ASSIGNED TASK: Nothing in the entries below may be altered; print them as they stand.

DATA RECORDS:
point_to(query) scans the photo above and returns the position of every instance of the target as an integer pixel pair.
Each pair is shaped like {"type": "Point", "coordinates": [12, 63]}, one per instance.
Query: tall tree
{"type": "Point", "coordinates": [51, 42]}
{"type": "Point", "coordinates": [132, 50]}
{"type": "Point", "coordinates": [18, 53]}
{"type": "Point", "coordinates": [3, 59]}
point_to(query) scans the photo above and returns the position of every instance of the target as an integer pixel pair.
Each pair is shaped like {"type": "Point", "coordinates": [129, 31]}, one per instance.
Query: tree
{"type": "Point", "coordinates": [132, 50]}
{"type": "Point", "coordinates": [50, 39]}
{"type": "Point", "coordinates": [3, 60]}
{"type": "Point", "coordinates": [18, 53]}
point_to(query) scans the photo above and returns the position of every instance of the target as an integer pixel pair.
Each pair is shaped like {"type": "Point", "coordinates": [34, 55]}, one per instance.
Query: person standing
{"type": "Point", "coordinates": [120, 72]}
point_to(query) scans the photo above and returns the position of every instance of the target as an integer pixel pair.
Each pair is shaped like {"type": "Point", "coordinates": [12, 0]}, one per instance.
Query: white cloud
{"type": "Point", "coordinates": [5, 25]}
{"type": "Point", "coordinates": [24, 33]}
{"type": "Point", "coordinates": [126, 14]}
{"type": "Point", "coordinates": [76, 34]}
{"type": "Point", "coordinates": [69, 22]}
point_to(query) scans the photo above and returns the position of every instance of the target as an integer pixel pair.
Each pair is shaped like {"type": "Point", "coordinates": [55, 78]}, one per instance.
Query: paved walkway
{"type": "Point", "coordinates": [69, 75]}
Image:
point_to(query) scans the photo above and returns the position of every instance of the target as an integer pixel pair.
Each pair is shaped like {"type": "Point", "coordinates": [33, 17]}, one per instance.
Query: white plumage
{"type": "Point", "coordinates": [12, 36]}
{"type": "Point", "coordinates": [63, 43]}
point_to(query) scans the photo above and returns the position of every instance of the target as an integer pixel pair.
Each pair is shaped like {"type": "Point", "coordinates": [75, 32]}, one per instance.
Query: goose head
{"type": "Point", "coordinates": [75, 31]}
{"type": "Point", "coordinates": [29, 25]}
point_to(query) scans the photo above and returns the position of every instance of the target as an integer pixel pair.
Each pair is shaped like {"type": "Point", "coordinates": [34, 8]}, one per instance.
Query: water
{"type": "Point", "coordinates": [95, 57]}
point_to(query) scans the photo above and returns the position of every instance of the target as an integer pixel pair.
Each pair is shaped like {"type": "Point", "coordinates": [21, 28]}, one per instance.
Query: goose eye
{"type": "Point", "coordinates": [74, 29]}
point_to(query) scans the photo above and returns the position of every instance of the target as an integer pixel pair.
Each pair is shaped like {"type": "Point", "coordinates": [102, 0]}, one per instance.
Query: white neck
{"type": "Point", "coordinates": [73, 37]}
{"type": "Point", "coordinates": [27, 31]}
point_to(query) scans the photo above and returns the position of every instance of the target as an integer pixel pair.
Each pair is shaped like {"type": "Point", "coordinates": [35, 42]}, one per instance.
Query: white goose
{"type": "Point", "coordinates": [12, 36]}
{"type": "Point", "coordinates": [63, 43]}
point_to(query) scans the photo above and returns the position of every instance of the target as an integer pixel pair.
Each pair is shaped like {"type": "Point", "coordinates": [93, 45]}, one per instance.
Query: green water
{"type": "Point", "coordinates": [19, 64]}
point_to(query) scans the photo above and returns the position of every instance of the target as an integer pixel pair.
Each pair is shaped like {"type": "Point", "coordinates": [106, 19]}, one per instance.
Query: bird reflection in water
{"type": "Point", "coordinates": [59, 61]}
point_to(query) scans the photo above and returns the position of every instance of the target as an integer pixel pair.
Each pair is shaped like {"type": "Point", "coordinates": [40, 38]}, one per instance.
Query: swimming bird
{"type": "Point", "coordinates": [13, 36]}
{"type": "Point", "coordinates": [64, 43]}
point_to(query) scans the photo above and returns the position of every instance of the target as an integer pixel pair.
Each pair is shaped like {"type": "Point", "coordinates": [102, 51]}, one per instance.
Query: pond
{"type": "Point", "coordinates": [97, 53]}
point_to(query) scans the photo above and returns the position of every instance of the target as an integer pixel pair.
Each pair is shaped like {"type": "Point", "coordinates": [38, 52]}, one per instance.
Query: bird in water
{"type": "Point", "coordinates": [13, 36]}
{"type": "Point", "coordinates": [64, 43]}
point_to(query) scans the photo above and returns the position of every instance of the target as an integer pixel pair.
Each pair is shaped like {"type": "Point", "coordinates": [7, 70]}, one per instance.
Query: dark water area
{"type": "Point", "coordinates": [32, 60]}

OUTPUT OF THE EXERCISE:
point_to(query) scans the photo above and returns the position of every instance of the target as an integer pixel pair.
Each pair is shaped like {"type": "Point", "coordinates": [12, 63]}, one per instance.
Query: tall tree
{"type": "Point", "coordinates": [51, 42]}
{"type": "Point", "coordinates": [132, 50]}
{"type": "Point", "coordinates": [18, 53]}
{"type": "Point", "coordinates": [3, 59]}
point_to(query) scans the photo above and returns the position of every instance of the target as an integer pixel pair.
Each pair is shaped like {"type": "Point", "coordinates": [129, 31]}, one per instance.
Query: tree
{"type": "Point", "coordinates": [132, 50]}
{"type": "Point", "coordinates": [50, 39]}
{"type": "Point", "coordinates": [3, 60]}
{"type": "Point", "coordinates": [18, 53]}
point_to(query) scans the photo above and returns the position of every instance of the target as an integer pixel pair.
Each pair is shaped like {"type": "Point", "coordinates": [34, 55]}, one per instance.
Query: person standing
{"type": "Point", "coordinates": [120, 72]}
point_to(query) scans the photo above and returns the position of every instance of the target as an integer pixel pair.
Each pair is shaped like {"type": "Point", "coordinates": [12, 0]}, one per instance.
Query: white cloud
{"type": "Point", "coordinates": [5, 25]}
{"type": "Point", "coordinates": [24, 33]}
{"type": "Point", "coordinates": [126, 14]}
{"type": "Point", "coordinates": [76, 34]}
{"type": "Point", "coordinates": [69, 22]}
point_to(query) scans the photo above and returns the position of every instance of the target as an integer pixel pair.
Each pair is shaped like {"type": "Point", "coordinates": [55, 78]}, one per instance.
Query: paved walkway
{"type": "Point", "coordinates": [69, 75]}
Image:
point_to(query) scans the photo above and returns the position of every instance of the target as an integer pixel pair.
Each pair is shaped like {"type": "Point", "coordinates": [33, 17]}, one per instance.
Query: white plumage
{"type": "Point", "coordinates": [12, 36]}
{"type": "Point", "coordinates": [63, 43]}
point_to(query) scans the photo above and returns the position of every instance of the target as an integer pixel pair.
Each pair is shaped like {"type": "Point", "coordinates": [75, 32]}, one per instance.
Query: goose head
{"type": "Point", "coordinates": [75, 31]}
{"type": "Point", "coordinates": [29, 25]}
point_to(query) scans the photo above and returns the position of every instance of the target as an integer pixel pair.
Each pair is shaped like {"type": "Point", "coordinates": [34, 8]}, one per instance.
Query: water
{"type": "Point", "coordinates": [95, 57]}
point_to(query) scans the photo above and returns the position of every instance of the target as an integer pixel pair.
Each pair is shaped like {"type": "Point", "coordinates": [21, 28]}, one per instance.
Query: goose eye
{"type": "Point", "coordinates": [74, 29]}
point_to(query) scans the photo above and returns the position of every instance of the target as an integer pixel pair.
Each pair is shaped like {"type": "Point", "coordinates": [102, 0]}, one per instance.
Query: white neck
{"type": "Point", "coordinates": [73, 37]}
{"type": "Point", "coordinates": [27, 31]}
point_to(query) scans the photo above and returns the position of every instance of the target as an integer pixel pair.
Each pair is shaped like {"type": "Point", "coordinates": [35, 42]}, one per instance.
Query: white goose
{"type": "Point", "coordinates": [12, 36]}
{"type": "Point", "coordinates": [63, 43]}
point_to(query) scans the photo above and returns the position of every instance of the target as an integer pixel pair.
Each pair is shaped like {"type": "Point", "coordinates": [93, 45]}, one per instance.
Query: green water
{"type": "Point", "coordinates": [19, 64]}
point_to(query) scans the photo above and returns the position of every instance of the target as an integer pixel pair.
Each pair is shaped like {"type": "Point", "coordinates": [106, 19]}, one per instance.
Query: bird reflection in water
{"type": "Point", "coordinates": [59, 61]}
point_to(query) scans the photo above and returns the position of every instance of the target as an integer pixel pair.
Each pair is shaped like {"type": "Point", "coordinates": [40, 38]}, one per instance.
Query: swimming bird
{"type": "Point", "coordinates": [13, 36]}
{"type": "Point", "coordinates": [64, 43]}
point_to(query) scans the photo above and returns the position of every instance of the target as an integer pixel pair.
Each pair is shaped like {"type": "Point", "coordinates": [102, 51]}, one per instance.
Query: pond
{"type": "Point", "coordinates": [97, 53]}
point_to(query) scans the photo above and returns the position of every instance of the target as an integer pixel pair.
Each pair is shaped like {"type": "Point", "coordinates": [38, 52]}, one per instance.
Query: bird in water
{"type": "Point", "coordinates": [13, 36]}
{"type": "Point", "coordinates": [64, 43]}
point_to(query) scans the photo above and returns the position of every instance of the target as an integer pixel pair.
Each pair is shaped like {"type": "Point", "coordinates": [7, 70]}, one per instance.
Query: dark water area
{"type": "Point", "coordinates": [32, 60]}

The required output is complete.